* _STATED EXERCISE_
Copy the records from the first line up to and including the line with "(1296, 214)", changing every "elephant" to "rhinoceros" and leaving everything else the same.

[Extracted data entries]
--------------------------------------------------
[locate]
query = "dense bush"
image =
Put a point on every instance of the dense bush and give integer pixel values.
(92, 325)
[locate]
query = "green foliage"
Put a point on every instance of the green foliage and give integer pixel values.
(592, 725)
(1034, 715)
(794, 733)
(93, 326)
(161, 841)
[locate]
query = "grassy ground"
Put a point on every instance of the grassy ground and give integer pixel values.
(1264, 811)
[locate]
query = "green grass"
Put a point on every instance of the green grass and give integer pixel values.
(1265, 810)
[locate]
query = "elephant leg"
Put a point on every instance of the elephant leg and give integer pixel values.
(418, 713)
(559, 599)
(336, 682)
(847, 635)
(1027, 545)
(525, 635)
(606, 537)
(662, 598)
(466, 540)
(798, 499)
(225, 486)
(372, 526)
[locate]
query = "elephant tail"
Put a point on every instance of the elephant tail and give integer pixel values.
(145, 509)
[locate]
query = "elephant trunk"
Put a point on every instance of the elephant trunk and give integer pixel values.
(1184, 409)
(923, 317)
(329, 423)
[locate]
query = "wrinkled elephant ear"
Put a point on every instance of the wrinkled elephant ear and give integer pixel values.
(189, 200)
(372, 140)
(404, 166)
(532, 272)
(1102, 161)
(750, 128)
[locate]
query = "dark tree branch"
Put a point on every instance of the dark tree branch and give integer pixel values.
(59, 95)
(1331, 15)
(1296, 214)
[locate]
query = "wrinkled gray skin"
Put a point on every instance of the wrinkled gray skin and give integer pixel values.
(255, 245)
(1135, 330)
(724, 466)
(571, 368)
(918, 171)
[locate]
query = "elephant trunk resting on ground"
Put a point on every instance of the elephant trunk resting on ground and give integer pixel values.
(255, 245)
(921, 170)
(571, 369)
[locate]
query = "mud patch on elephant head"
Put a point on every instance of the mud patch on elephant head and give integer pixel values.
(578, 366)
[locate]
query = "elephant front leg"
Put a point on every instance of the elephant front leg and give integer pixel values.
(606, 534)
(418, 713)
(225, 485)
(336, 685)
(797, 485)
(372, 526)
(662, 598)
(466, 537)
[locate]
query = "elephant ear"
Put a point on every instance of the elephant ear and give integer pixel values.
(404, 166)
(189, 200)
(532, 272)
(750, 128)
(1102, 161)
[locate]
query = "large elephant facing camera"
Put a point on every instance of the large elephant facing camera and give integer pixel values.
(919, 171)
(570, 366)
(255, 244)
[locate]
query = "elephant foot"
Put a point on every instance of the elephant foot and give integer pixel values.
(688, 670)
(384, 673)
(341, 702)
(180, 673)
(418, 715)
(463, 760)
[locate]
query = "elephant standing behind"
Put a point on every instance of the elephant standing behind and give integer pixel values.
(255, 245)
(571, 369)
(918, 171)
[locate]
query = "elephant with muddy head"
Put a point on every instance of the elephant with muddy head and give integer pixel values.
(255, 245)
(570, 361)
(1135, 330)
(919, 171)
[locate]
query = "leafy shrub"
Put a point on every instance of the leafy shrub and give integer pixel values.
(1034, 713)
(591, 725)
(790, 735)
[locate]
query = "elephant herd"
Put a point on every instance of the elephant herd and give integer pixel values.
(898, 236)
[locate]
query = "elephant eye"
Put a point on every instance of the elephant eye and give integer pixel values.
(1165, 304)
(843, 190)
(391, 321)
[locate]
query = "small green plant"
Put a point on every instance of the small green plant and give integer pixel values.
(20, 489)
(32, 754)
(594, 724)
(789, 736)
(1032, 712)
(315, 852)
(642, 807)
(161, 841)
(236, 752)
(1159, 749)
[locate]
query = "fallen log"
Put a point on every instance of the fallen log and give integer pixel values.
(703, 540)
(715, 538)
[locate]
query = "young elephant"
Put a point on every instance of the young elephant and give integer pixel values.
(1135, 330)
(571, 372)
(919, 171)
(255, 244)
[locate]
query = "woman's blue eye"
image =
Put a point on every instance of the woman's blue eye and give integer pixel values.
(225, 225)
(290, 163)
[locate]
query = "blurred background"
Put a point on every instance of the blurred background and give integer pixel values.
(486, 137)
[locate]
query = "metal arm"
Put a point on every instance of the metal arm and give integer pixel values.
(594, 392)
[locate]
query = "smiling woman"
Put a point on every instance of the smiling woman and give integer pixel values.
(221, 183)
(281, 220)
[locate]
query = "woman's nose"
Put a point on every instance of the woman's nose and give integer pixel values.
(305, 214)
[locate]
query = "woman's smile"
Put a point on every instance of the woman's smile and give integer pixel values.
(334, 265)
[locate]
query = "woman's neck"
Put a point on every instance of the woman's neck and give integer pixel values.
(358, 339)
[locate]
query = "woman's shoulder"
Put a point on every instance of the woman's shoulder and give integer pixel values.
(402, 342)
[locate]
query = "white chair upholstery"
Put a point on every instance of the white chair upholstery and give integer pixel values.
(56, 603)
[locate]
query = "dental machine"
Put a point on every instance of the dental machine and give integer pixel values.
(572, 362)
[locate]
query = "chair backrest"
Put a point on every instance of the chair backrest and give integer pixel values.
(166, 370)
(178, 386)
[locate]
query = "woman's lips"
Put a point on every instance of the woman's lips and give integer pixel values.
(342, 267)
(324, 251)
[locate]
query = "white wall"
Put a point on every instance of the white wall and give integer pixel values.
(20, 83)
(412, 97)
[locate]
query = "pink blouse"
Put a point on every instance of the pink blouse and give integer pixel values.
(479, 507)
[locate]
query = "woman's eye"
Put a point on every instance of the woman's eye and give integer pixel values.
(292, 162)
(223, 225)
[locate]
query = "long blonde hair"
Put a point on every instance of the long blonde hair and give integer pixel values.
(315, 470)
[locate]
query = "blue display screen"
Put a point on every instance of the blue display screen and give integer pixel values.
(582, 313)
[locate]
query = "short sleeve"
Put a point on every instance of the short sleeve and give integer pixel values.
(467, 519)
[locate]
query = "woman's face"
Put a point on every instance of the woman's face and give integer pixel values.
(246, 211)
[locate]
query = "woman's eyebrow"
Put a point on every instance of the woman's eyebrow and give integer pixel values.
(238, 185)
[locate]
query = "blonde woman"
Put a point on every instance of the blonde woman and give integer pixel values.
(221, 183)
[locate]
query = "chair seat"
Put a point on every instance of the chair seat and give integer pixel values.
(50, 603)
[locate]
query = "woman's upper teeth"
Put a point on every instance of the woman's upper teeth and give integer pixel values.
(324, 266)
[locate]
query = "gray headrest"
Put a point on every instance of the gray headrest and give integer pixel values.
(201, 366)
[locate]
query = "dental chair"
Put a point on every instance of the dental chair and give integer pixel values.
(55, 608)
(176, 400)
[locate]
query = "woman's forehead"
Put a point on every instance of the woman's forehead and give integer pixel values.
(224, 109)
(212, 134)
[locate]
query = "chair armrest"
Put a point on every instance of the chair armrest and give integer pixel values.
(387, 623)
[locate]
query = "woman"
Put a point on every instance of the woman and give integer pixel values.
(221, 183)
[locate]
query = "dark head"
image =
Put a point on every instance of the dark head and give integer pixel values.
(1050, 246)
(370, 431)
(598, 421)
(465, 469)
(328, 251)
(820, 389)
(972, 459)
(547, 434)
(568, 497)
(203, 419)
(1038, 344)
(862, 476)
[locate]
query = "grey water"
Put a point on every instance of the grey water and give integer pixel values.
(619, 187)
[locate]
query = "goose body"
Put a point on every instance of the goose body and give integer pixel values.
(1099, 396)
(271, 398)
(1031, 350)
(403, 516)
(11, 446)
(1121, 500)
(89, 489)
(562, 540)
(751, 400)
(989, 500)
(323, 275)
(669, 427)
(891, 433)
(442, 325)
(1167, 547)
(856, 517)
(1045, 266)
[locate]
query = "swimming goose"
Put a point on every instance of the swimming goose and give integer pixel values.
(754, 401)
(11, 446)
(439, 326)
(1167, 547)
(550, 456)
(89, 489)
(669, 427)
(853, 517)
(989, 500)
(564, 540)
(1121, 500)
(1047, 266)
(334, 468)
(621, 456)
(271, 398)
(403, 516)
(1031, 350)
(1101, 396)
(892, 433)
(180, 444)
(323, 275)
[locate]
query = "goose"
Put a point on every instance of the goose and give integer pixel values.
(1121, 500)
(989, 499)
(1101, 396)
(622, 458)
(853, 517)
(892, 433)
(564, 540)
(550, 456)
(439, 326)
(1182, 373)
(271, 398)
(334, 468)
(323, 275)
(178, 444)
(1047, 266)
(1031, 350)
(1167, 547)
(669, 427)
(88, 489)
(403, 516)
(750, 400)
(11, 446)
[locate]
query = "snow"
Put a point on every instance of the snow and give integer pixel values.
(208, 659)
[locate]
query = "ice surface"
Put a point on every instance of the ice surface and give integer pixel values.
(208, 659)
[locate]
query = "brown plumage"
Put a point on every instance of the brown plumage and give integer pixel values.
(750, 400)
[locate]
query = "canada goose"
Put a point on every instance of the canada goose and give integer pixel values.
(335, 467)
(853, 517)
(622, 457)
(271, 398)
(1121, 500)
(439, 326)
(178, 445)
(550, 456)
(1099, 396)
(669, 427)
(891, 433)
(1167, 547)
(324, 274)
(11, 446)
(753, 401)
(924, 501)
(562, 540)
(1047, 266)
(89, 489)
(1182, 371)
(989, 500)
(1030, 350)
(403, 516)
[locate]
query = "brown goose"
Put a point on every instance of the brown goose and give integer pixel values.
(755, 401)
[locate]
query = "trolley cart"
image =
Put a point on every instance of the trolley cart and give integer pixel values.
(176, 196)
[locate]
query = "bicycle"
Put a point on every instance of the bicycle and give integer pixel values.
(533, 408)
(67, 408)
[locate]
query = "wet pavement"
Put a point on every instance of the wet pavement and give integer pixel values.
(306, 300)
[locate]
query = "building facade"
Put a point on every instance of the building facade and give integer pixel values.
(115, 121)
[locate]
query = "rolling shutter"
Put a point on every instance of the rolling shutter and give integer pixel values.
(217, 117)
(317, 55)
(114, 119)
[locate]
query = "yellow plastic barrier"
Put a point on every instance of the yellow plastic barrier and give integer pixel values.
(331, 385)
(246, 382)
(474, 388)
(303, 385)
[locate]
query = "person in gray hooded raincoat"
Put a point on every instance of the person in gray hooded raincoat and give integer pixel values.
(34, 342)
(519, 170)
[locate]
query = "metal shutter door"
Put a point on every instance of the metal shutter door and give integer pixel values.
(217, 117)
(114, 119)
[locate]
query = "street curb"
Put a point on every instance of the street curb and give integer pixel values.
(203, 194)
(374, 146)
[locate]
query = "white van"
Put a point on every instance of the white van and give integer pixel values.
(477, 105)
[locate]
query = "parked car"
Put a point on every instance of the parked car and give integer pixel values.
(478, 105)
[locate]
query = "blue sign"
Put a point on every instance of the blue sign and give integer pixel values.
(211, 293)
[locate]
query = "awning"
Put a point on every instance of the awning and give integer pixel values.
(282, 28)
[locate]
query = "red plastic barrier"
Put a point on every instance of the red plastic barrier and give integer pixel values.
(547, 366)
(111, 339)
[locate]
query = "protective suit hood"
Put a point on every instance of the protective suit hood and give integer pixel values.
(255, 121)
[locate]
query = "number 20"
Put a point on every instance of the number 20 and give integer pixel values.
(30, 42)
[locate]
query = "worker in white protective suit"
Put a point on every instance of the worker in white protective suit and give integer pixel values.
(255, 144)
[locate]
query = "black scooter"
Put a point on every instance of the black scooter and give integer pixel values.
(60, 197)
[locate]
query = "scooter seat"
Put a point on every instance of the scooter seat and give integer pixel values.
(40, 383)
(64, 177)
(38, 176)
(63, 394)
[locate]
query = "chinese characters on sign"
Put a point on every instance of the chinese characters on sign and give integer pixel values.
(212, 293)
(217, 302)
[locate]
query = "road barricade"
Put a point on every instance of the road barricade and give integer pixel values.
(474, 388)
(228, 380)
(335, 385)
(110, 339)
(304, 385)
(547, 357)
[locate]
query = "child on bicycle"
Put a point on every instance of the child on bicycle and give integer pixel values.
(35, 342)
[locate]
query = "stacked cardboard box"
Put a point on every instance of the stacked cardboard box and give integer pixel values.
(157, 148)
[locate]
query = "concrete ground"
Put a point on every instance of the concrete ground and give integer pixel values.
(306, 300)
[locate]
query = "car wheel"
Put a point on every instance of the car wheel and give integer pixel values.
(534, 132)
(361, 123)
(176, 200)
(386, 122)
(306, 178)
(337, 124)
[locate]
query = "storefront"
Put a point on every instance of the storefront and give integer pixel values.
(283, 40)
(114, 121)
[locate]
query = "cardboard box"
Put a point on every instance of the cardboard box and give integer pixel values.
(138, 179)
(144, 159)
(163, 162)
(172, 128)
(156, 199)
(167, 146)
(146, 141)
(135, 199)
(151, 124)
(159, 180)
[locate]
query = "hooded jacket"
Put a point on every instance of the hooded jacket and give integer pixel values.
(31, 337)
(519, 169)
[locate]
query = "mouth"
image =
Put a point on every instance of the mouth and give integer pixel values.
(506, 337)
--------------------------------------------------
* _ANSWER TO THE TASK_
[locate]
query = "dense bush"
image =
Put a point on every instance of the dense bush and give integer pixel values.
(92, 325)
[locate]
query = "green foliage"
Put a point on every instance of the green foliage and give integer pixel values.
(592, 725)
(1034, 715)
(794, 733)
(93, 326)
(161, 841)
[locate]
query = "grassy ground"
Put a point on every instance of the grassy ground and give integer pixel values.
(1264, 811)
[locate]
query = "green grass"
Put a point on every instance of the green grass and give integer pixel values.
(1265, 810)
[locate]
query = "rhinoceros leg"
Put a point on every instance of the rhinoceros leg and give integer pixel values.
(418, 713)
(559, 599)
(336, 682)
(847, 635)
(1027, 545)
(525, 635)
(606, 537)
(662, 598)
(466, 540)
(798, 499)
(225, 486)
(372, 526)
[locate]
query = "rhinoceros tail"
Put a point on every instance of the rhinoceros tail and give integer pixel values.
(145, 509)
[locate]
query = "rhinoceros trunk"
Put a point on every instance of the rhinoceros trunk and give integer pixel values.
(1184, 409)
(923, 317)
(329, 423)
[locate]
query = "wrinkled rhinoceros ear"
Put a point on every instance of the wrinkled rhinoceros ear and give integer pixel values.
(189, 200)
(372, 140)
(404, 166)
(532, 272)
(1102, 161)
(750, 128)
[locate]
query = "dark tree branch"
Put a point on every instance of the dark tree branch and give integer pixel values.
(59, 95)
(1331, 15)
(1296, 214)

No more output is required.